_Saved entries:_
_ _ _

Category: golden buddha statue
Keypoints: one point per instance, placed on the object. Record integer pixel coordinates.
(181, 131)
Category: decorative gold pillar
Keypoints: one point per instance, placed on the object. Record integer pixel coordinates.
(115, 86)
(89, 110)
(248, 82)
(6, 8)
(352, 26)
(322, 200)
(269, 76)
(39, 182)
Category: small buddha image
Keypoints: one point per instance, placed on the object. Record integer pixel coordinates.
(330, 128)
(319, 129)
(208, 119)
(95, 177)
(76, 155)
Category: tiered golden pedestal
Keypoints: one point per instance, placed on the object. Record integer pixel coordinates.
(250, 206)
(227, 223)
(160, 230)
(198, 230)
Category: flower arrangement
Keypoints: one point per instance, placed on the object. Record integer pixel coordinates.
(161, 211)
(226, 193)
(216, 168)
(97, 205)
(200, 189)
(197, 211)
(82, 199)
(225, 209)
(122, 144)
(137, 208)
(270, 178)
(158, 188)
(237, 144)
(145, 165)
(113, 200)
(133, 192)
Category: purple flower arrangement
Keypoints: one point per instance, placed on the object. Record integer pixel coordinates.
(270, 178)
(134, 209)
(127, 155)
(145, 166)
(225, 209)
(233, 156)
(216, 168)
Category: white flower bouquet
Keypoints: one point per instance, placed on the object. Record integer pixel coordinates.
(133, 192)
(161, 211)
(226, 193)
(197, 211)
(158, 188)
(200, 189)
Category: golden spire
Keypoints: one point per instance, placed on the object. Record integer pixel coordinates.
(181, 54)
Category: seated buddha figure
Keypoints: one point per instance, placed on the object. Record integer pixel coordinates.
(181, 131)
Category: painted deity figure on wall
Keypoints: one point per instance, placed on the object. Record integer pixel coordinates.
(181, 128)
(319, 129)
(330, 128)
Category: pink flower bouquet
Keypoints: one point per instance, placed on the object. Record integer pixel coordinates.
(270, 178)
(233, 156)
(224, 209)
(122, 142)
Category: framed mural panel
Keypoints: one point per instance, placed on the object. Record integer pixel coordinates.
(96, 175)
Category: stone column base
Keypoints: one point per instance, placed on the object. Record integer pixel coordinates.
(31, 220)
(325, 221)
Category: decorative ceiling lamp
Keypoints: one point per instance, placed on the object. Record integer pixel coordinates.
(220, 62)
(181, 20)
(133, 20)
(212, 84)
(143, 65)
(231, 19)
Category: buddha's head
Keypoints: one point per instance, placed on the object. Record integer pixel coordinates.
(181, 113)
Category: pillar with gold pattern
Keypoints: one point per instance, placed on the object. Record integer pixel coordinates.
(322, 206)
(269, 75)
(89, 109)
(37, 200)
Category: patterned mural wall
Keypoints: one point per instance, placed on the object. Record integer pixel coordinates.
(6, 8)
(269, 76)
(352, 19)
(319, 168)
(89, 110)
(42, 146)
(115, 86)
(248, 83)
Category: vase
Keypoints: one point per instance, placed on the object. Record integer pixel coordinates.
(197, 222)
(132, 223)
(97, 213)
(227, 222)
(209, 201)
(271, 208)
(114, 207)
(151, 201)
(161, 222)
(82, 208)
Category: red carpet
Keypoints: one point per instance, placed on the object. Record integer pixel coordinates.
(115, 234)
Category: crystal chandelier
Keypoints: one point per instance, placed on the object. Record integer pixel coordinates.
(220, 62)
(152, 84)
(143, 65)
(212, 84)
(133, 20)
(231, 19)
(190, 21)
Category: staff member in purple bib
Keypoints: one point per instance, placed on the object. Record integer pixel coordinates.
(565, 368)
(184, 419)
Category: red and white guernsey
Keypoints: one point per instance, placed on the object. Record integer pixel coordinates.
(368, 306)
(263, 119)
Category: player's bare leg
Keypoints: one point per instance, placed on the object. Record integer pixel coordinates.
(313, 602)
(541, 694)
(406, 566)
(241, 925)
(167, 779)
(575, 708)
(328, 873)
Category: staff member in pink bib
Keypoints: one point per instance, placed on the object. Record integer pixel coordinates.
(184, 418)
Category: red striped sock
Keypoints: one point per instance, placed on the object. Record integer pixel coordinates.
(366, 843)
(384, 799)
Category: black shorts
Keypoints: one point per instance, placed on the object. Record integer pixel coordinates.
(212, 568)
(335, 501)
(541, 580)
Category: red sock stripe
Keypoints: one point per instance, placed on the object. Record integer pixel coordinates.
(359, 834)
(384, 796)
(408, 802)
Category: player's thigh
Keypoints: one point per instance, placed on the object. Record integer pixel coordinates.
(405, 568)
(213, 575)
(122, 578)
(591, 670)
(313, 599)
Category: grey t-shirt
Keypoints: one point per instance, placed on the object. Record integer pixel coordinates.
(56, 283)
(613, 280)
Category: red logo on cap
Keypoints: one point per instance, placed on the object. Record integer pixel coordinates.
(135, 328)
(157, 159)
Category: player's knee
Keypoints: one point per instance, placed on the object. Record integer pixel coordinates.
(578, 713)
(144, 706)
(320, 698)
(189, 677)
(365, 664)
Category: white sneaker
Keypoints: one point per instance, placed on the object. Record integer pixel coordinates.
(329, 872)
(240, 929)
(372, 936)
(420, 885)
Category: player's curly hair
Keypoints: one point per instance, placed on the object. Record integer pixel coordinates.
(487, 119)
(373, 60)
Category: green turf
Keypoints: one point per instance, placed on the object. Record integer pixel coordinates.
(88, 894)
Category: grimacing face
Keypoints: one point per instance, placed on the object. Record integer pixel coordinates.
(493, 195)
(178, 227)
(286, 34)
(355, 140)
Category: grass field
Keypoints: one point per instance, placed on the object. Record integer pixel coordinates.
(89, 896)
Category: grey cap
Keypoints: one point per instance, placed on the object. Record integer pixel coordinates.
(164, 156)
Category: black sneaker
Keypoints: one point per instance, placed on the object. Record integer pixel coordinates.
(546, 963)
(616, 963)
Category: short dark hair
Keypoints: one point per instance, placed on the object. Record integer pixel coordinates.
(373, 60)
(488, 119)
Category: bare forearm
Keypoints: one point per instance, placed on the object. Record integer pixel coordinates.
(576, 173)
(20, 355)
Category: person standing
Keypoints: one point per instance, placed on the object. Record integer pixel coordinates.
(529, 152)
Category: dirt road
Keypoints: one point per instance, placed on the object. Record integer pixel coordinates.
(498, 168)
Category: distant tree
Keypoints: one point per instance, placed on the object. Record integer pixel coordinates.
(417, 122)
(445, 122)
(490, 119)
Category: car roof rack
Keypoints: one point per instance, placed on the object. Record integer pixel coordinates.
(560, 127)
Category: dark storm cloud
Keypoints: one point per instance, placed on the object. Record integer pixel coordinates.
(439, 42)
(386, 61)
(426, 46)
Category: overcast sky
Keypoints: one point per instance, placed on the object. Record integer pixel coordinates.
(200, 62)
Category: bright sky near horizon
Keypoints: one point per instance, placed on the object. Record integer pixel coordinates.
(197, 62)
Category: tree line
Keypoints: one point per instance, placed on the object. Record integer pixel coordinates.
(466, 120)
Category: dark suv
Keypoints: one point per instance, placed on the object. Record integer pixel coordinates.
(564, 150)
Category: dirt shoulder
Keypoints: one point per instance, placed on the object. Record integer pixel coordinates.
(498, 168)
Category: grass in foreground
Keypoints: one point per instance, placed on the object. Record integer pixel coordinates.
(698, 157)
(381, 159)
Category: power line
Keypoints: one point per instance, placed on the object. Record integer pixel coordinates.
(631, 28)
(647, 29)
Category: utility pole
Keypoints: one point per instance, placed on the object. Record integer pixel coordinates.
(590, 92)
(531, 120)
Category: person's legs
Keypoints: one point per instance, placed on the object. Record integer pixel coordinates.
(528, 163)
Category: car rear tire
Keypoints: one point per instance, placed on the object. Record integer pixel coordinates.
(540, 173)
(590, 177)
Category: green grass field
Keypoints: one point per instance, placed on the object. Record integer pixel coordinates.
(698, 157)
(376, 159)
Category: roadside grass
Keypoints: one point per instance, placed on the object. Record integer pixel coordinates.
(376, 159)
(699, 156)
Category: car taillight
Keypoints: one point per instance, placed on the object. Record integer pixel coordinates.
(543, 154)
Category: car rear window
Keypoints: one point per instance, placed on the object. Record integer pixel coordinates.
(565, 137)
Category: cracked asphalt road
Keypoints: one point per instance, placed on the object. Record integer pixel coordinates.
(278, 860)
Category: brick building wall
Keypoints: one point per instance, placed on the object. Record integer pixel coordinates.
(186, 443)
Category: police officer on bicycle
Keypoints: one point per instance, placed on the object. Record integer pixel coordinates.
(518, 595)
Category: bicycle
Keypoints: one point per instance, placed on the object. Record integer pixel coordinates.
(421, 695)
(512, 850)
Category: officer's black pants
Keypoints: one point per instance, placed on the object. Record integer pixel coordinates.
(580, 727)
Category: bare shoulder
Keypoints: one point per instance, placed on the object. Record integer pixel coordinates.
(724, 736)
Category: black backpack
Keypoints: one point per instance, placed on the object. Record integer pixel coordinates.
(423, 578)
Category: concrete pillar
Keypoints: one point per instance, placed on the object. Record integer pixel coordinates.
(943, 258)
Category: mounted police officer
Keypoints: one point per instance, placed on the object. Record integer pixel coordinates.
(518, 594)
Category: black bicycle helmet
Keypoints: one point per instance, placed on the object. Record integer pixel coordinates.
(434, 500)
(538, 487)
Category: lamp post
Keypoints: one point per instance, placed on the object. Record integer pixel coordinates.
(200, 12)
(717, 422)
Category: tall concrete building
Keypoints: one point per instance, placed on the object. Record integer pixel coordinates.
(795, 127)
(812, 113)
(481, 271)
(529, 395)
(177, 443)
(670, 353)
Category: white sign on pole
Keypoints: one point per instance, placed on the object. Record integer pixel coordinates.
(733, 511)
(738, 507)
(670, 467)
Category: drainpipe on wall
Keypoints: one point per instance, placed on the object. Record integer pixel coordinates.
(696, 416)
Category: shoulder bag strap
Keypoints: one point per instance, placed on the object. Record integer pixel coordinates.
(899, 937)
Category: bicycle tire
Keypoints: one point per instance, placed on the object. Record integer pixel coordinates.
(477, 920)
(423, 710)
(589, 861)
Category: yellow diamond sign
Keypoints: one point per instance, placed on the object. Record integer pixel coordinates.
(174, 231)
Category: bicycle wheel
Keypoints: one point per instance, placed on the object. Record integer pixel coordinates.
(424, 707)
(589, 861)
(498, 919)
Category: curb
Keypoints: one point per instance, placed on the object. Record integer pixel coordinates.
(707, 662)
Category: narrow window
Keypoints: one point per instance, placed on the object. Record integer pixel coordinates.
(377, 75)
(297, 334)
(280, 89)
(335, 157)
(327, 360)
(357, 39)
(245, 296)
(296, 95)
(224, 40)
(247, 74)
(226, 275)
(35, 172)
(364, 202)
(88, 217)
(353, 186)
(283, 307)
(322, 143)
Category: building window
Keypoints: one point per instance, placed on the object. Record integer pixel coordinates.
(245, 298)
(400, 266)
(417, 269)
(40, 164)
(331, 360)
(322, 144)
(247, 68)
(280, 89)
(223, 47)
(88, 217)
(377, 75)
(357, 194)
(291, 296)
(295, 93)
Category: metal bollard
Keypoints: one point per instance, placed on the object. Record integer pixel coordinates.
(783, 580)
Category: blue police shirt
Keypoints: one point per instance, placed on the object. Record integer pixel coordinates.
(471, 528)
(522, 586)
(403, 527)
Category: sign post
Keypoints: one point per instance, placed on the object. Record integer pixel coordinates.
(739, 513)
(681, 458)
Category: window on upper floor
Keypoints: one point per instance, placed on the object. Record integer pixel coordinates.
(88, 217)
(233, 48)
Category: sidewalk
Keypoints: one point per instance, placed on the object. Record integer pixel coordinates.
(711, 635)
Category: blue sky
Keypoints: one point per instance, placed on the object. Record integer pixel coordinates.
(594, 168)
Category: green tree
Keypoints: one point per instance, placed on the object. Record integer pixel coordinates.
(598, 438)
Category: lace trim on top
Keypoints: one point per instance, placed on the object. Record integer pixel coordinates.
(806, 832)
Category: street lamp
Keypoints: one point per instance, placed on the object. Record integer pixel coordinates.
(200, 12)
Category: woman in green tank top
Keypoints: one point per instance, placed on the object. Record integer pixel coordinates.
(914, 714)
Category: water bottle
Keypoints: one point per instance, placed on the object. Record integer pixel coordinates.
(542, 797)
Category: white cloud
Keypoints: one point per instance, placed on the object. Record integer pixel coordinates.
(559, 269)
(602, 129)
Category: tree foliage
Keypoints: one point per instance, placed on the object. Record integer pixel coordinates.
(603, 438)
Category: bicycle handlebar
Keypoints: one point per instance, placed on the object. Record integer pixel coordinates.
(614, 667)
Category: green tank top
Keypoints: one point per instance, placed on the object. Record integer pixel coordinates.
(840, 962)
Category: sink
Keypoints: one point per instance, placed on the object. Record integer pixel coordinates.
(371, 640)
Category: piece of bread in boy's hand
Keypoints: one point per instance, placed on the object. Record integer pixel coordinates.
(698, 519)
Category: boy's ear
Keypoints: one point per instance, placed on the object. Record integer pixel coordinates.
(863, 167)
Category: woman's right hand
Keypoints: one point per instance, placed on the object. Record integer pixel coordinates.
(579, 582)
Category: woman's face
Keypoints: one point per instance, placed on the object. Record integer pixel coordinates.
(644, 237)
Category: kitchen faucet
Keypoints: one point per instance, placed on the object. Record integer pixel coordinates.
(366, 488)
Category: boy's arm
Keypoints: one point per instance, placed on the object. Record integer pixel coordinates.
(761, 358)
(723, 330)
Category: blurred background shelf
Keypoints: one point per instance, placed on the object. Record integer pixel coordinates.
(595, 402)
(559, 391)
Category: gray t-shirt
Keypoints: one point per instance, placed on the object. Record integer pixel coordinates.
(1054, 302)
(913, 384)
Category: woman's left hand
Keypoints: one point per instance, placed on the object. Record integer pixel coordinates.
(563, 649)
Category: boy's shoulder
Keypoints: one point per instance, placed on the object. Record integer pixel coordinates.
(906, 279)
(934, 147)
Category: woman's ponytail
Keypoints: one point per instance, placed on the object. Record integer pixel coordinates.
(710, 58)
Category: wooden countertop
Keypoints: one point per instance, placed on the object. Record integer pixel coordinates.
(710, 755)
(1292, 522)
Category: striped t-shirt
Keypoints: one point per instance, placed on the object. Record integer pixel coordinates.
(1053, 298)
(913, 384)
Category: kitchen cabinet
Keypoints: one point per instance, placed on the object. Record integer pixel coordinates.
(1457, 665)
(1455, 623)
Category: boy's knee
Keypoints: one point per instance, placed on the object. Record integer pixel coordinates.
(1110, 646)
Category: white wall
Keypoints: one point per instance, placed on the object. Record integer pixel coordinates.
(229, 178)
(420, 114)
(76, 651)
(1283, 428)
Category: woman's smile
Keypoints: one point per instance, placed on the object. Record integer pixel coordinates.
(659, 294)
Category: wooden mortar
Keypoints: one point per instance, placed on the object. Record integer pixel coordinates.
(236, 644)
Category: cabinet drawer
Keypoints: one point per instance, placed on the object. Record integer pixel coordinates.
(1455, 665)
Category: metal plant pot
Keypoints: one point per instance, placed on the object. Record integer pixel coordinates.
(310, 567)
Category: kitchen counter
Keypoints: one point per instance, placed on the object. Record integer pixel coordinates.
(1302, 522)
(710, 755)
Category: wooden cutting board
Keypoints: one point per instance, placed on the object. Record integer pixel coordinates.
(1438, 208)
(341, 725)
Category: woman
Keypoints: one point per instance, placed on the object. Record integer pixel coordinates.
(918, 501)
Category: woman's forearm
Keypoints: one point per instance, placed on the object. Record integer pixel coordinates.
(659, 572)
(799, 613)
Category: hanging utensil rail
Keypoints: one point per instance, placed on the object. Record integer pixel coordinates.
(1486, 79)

_ _ _

Using the data above, print exactly the lines from the line that contains "Category: car roof rack" through the line that contains "Category: tree line", with both included.

_OUTPUT:_
Category: car roof rack
Keypoints: one point per instance, placed on the object. Record integer pixel coordinates.
(560, 127)
Category: dark storm cloud
Keypoints: one point per instance, placed on the object. Record integer pixel coordinates.
(439, 42)
(386, 61)
(426, 46)
Category: overcast sky
Keypoints: one point per instance, placed on the object. Record integer pixel coordinates.
(200, 62)
Category: bright sky near horizon
Keypoints: one point per instance, placed on the object. Record integer pixel coordinates.
(197, 62)
Category: tree line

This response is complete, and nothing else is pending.